> TASK DESCRIPTION: Search the records for "person". Report every line where it occurs.

> GIVEN RECORDS:
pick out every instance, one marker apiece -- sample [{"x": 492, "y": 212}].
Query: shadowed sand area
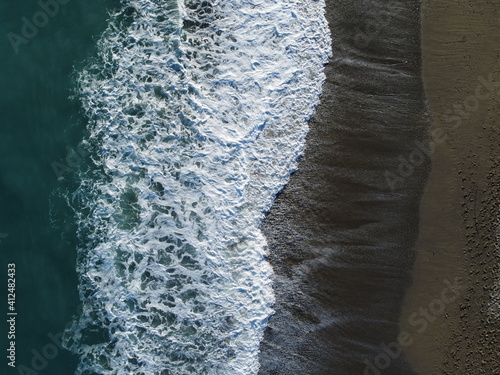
[
  {"x": 355, "y": 258},
  {"x": 461, "y": 204},
  {"x": 341, "y": 236}
]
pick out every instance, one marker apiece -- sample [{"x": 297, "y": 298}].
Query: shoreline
[{"x": 342, "y": 233}]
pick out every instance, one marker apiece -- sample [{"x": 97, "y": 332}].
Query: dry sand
[{"x": 460, "y": 207}]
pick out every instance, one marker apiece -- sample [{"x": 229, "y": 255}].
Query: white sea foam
[{"x": 198, "y": 112}]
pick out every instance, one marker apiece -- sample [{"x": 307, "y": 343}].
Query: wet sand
[
  {"x": 460, "y": 207},
  {"x": 342, "y": 234},
  {"x": 364, "y": 249}
]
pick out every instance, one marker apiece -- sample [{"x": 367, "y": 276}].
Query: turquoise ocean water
[
  {"x": 38, "y": 122},
  {"x": 188, "y": 118}
]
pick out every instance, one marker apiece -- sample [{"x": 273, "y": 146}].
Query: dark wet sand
[
  {"x": 342, "y": 241},
  {"x": 461, "y": 204},
  {"x": 346, "y": 247}
]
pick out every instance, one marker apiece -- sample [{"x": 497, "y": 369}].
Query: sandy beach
[
  {"x": 342, "y": 234},
  {"x": 461, "y": 203},
  {"x": 384, "y": 265}
]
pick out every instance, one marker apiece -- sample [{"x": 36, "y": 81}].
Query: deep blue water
[{"x": 38, "y": 122}]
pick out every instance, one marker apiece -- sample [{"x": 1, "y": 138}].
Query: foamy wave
[{"x": 198, "y": 112}]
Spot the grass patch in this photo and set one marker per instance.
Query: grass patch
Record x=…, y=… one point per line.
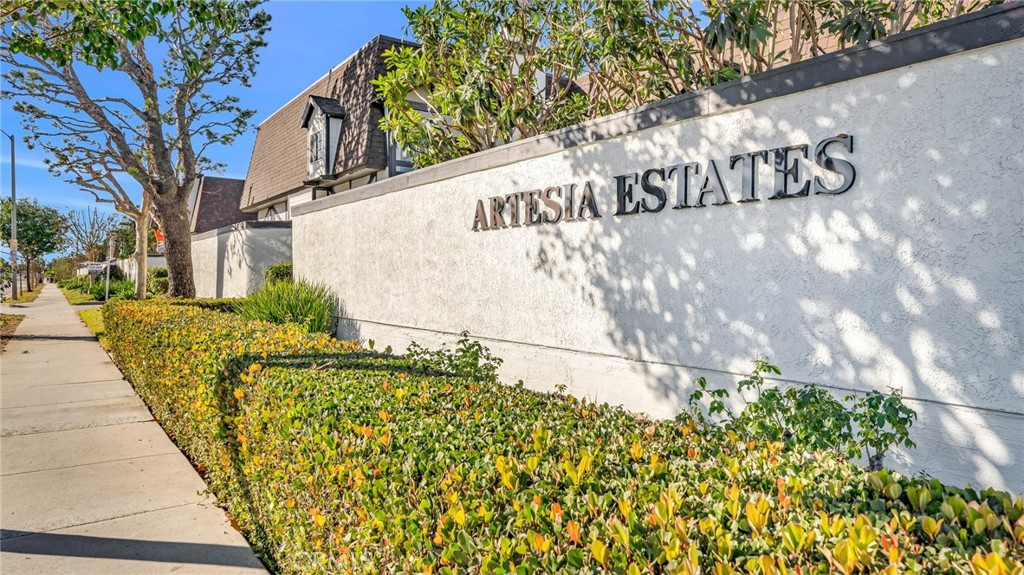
x=8, y=323
x=76, y=298
x=93, y=319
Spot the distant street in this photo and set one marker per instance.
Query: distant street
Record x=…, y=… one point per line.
x=90, y=483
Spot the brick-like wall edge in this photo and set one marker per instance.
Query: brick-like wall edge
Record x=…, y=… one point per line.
x=977, y=30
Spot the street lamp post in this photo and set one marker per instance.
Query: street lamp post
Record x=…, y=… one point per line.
x=13, y=222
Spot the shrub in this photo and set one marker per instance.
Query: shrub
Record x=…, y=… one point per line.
x=120, y=290
x=469, y=358
x=175, y=353
x=809, y=417
x=281, y=271
x=228, y=305
x=309, y=305
x=374, y=463
x=78, y=283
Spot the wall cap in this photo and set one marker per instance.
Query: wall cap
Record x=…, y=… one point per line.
x=252, y=224
x=977, y=30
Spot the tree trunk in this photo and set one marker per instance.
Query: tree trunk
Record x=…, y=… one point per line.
x=177, y=248
x=141, y=249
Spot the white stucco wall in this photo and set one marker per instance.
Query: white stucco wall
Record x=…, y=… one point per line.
x=912, y=279
x=230, y=262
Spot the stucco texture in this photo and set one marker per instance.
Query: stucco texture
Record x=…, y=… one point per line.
x=230, y=264
x=912, y=279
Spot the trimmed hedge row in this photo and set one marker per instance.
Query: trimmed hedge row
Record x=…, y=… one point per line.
x=360, y=462
x=177, y=353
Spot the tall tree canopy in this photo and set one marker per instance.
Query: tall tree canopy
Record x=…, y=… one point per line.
x=125, y=95
x=41, y=230
x=480, y=69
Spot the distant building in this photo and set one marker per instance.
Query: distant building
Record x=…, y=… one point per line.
x=326, y=139
x=215, y=203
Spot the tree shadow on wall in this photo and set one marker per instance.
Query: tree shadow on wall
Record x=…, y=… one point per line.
x=909, y=280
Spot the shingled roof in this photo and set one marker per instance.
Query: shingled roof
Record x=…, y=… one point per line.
x=280, y=157
x=217, y=204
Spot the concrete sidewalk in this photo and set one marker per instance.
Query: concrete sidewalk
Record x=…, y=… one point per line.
x=89, y=483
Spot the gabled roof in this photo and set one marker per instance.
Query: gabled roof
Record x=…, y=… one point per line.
x=327, y=106
x=217, y=204
x=280, y=157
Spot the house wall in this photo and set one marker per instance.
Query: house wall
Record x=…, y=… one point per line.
x=229, y=262
x=911, y=279
x=128, y=266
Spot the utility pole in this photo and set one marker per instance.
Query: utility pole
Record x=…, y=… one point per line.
x=110, y=258
x=13, y=222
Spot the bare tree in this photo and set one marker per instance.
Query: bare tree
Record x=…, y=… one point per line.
x=89, y=230
x=134, y=124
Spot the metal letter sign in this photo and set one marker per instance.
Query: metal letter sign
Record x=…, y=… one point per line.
x=695, y=184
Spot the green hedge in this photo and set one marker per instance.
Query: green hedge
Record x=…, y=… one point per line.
x=360, y=462
x=176, y=353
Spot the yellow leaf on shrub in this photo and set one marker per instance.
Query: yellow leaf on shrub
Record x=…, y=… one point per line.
x=600, y=551
x=572, y=528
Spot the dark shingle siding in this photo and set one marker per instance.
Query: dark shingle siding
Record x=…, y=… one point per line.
x=217, y=204
x=280, y=157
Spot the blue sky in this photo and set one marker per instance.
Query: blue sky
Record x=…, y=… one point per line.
x=305, y=40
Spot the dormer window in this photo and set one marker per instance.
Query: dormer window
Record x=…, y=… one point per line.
x=323, y=120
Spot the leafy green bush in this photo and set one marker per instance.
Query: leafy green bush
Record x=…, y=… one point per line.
x=281, y=271
x=360, y=462
x=120, y=290
x=228, y=305
x=78, y=283
x=469, y=358
x=309, y=305
x=809, y=417
x=175, y=352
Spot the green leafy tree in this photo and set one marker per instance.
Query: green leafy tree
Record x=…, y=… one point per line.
x=41, y=230
x=68, y=64
x=488, y=72
x=476, y=71
x=64, y=267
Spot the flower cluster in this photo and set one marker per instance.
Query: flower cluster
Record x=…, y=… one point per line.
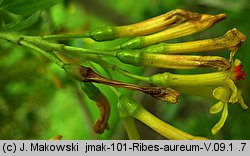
x=147, y=47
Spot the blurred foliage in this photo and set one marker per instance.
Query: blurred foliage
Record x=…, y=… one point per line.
x=39, y=101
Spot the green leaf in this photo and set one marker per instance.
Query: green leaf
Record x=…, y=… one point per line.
x=23, y=24
x=26, y=7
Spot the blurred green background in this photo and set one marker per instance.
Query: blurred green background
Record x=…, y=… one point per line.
x=38, y=100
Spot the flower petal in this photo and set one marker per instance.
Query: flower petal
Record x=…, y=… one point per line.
x=222, y=93
x=223, y=118
x=216, y=108
x=234, y=96
x=241, y=101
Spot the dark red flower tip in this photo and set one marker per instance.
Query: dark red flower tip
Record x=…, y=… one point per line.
x=239, y=73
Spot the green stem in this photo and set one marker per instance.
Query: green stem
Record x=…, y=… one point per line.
x=137, y=111
x=129, y=123
x=48, y=55
x=90, y=51
x=66, y=36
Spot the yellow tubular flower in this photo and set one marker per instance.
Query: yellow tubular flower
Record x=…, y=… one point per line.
x=218, y=85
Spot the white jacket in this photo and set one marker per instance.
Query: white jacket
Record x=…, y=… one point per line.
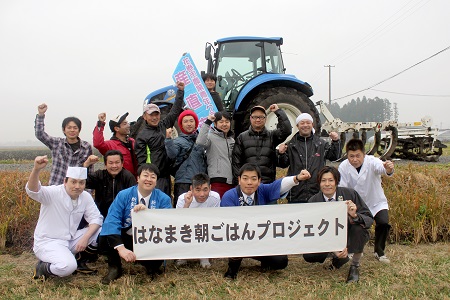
x=367, y=182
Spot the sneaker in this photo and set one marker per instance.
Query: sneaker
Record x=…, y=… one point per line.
x=181, y=262
x=382, y=258
x=204, y=262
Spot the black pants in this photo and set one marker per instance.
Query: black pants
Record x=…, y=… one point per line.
x=114, y=259
x=382, y=227
x=178, y=189
x=357, y=238
x=275, y=262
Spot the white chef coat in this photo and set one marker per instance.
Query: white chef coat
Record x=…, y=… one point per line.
x=367, y=182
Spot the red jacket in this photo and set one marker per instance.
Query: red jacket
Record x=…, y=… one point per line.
x=129, y=158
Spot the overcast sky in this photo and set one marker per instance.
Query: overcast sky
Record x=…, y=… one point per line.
x=86, y=57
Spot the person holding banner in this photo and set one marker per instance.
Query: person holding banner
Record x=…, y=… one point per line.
x=257, y=144
x=115, y=239
x=219, y=143
x=199, y=196
x=363, y=173
x=250, y=192
x=359, y=221
x=210, y=82
x=189, y=157
x=149, y=146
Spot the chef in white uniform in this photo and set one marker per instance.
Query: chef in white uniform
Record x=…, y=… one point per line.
x=57, y=238
x=363, y=173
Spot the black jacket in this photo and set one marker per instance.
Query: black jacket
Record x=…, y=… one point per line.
x=259, y=148
x=357, y=230
x=309, y=154
x=154, y=138
x=106, y=187
x=365, y=218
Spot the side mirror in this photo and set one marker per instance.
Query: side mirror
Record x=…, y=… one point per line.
x=208, y=51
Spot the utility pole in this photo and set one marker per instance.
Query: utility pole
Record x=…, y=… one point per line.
x=329, y=84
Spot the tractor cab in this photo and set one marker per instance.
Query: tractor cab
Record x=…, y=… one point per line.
x=237, y=60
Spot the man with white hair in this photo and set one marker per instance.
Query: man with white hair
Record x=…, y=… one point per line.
x=307, y=151
x=57, y=239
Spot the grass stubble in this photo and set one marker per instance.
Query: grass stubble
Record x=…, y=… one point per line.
x=419, y=253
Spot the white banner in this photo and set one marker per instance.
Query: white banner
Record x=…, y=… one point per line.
x=239, y=231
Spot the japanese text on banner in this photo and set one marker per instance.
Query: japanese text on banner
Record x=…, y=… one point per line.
x=239, y=231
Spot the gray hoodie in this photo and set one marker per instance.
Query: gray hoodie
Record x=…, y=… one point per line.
x=218, y=152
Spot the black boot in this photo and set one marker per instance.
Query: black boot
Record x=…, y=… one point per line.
x=114, y=272
x=336, y=263
x=42, y=271
x=233, y=268
x=82, y=258
x=353, y=274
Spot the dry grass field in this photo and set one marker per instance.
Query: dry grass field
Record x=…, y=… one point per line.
x=416, y=272
x=419, y=250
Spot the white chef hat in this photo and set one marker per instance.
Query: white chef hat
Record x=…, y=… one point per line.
x=77, y=172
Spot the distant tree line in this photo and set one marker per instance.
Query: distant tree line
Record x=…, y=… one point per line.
x=365, y=110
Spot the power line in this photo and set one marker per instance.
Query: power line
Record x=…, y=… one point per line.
x=445, y=49
x=419, y=95
x=398, y=17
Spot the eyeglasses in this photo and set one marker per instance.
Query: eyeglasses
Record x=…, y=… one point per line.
x=258, y=117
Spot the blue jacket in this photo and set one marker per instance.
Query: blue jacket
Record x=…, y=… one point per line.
x=194, y=164
x=119, y=213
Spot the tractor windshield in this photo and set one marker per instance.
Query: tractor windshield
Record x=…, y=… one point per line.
x=240, y=61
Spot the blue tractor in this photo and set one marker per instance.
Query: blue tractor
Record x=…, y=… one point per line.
x=250, y=71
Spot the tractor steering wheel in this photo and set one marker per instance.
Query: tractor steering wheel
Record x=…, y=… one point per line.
x=238, y=75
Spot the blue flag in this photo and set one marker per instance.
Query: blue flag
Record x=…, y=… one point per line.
x=196, y=95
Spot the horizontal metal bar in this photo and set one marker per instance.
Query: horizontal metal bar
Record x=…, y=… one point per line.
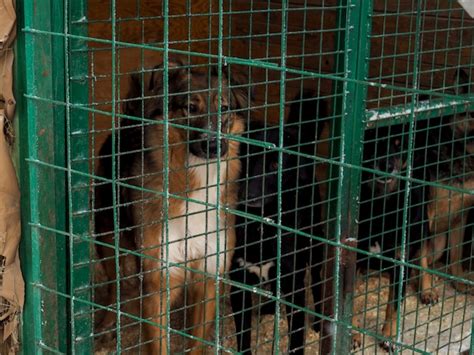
x=423, y=110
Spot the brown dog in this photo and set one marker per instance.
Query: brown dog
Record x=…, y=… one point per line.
x=185, y=239
x=450, y=163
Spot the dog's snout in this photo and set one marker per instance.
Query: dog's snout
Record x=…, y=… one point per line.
x=210, y=146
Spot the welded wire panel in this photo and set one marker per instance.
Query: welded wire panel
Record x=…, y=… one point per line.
x=264, y=176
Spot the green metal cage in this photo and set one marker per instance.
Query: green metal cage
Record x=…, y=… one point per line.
x=386, y=69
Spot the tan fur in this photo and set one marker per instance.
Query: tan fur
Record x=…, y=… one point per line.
x=447, y=213
x=201, y=292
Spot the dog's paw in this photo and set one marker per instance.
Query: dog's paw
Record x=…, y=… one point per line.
x=356, y=341
x=317, y=325
x=388, y=346
x=463, y=287
x=429, y=297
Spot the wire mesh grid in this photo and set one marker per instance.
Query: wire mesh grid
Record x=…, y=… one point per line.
x=264, y=176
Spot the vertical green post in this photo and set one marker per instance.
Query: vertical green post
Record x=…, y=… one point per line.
x=77, y=121
x=40, y=78
x=354, y=24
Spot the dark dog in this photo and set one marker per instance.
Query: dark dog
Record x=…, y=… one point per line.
x=381, y=215
x=255, y=258
x=448, y=144
x=189, y=162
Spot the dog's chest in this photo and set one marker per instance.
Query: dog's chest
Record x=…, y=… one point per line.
x=193, y=235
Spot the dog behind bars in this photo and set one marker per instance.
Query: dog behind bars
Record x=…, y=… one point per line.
x=194, y=168
x=448, y=144
x=256, y=255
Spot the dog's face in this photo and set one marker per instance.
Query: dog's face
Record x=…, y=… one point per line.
x=387, y=155
x=259, y=186
x=194, y=103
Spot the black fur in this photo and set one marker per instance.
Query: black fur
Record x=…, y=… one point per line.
x=257, y=241
x=382, y=204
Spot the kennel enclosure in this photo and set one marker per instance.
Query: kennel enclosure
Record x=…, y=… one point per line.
x=371, y=60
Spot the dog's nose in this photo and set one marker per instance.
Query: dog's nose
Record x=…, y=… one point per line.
x=210, y=146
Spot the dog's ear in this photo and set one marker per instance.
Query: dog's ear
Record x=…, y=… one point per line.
x=462, y=82
x=133, y=102
x=241, y=92
x=177, y=72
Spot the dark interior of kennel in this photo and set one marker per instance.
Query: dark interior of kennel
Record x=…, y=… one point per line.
x=252, y=30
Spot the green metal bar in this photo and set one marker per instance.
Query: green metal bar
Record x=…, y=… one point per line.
x=39, y=67
x=353, y=44
x=77, y=123
x=423, y=110
x=406, y=202
x=283, y=50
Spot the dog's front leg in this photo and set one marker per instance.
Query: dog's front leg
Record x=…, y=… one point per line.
x=154, y=302
x=456, y=236
x=202, y=303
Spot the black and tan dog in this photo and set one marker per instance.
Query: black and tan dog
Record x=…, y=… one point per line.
x=177, y=227
x=256, y=255
x=382, y=217
x=448, y=143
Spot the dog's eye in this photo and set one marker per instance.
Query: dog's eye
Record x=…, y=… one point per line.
x=192, y=108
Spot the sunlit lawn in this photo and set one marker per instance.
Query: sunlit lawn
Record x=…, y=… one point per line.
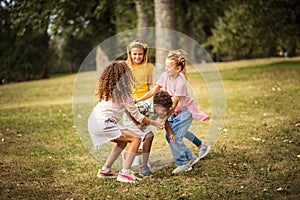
x=256, y=157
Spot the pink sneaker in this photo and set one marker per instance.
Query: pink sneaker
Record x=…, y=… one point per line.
x=103, y=174
x=127, y=178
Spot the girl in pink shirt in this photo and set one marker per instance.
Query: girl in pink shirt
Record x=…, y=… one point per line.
x=181, y=114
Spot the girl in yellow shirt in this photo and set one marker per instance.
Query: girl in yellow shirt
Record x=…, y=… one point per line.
x=138, y=60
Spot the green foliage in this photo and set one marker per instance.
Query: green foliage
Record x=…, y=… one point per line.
x=256, y=157
x=256, y=29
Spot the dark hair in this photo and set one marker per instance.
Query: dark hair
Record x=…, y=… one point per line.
x=116, y=82
x=163, y=99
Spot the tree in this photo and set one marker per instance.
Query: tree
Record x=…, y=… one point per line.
x=164, y=19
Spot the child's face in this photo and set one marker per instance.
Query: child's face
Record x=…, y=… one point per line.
x=161, y=111
x=172, y=69
x=137, y=56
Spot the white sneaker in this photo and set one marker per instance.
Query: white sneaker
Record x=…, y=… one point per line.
x=127, y=178
x=203, y=151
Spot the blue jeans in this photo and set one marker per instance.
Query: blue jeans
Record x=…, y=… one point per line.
x=180, y=124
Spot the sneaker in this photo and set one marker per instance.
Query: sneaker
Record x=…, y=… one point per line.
x=182, y=168
x=204, y=151
x=193, y=160
x=127, y=178
x=103, y=174
x=145, y=171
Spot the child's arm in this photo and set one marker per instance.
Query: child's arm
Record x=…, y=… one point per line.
x=138, y=124
x=149, y=94
x=170, y=132
x=175, y=101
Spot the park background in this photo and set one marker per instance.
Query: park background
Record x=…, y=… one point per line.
x=254, y=45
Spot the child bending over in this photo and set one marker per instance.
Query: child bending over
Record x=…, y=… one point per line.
x=115, y=96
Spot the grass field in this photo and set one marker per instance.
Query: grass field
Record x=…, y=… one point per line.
x=257, y=155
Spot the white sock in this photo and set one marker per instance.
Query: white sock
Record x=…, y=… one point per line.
x=125, y=171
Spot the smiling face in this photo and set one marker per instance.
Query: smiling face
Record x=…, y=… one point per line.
x=172, y=69
x=161, y=111
x=137, y=55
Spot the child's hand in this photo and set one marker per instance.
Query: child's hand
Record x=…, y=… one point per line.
x=172, y=138
x=159, y=123
x=141, y=126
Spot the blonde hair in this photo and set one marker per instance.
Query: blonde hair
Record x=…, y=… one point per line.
x=139, y=45
x=178, y=57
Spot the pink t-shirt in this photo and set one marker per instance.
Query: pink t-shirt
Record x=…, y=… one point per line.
x=178, y=87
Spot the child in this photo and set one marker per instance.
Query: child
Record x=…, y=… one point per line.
x=180, y=116
x=138, y=61
x=115, y=97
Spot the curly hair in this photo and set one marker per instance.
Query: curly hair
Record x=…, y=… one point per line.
x=116, y=82
x=163, y=99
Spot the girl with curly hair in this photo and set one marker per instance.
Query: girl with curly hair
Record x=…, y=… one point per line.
x=115, y=97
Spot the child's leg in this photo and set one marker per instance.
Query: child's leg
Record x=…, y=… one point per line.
x=115, y=152
x=193, y=138
x=134, y=141
x=147, y=147
x=180, y=124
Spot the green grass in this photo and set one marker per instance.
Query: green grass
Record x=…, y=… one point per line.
x=256, y=157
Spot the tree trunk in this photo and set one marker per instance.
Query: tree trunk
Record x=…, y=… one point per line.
x=165, y=26
x=142, y=20
x=189, y=46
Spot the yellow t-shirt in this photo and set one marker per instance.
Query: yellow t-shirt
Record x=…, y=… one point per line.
x=141, y=74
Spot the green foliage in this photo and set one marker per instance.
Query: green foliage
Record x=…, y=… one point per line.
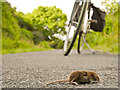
x=17, y=35
x=49, y=20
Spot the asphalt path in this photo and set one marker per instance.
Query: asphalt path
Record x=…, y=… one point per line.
x=35, y=69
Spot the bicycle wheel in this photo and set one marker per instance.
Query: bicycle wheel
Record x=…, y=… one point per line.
x=69, y=42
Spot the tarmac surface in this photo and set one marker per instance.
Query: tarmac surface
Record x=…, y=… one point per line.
x=35, y=69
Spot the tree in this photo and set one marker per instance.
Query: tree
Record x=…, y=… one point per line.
x=49, y=20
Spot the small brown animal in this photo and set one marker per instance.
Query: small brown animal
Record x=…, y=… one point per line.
x=78, y=77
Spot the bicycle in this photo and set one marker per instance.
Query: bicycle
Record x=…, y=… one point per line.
x=81, y=10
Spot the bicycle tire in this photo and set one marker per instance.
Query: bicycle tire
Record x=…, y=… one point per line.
x=77, y=29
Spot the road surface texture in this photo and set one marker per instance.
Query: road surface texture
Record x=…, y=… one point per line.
x=35, y=69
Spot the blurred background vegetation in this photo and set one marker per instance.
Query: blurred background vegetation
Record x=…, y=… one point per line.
x=37, y=31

> ANSWER SPACE:
Spot the person holding banner in this photo and set one marker per instance.
Query: person holding banner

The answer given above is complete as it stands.